EXERCISE GOAL >>
Starting at the line that contains "Can you find the thin", return every line through the end of the entries below, exactly and with nothing else.

=== AVAILABLE DATA ===

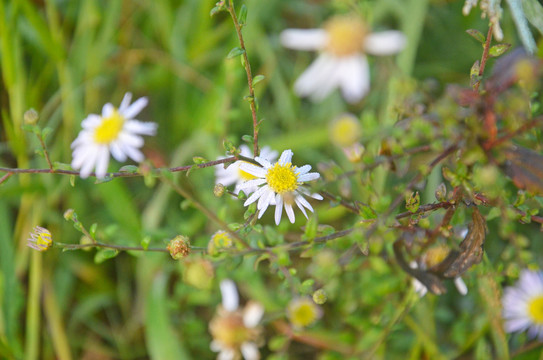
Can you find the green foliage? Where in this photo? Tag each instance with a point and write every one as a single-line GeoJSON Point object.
{"type": "Point", "coordinates": [445, 173]}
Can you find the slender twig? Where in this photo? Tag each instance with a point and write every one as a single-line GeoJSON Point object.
{"type": "Point", "coordinates": [45, 152]}
{"type": "Point", "coordinates": [247, 65]}
{"type": "Point", "coordinates": [211, 215]}
{"type": "Point", "coordinates": [107, 246]}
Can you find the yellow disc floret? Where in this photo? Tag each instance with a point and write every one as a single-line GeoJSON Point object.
{"type": "Point", "coordinates": [346, 35]}
{"type": "Point", "coordinates": [282, 178]}
{"type": "Point", "coordinates": [245, 175]}
{"type": "Point", "coordinates": [535, 309]}
{"type": "Point", "coordinates": [109, 129]}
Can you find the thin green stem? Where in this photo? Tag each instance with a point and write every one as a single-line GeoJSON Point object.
{"type": "Point", "coordinates": [247, 65]}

===

EXERCISE RESPONSE >>
Can you find the thin green stem? Where in this photo? Tag each instance with a point and write every one as a single-line GeoJSON Point object.
{"type": "Point", "coordinates": [247, 65]}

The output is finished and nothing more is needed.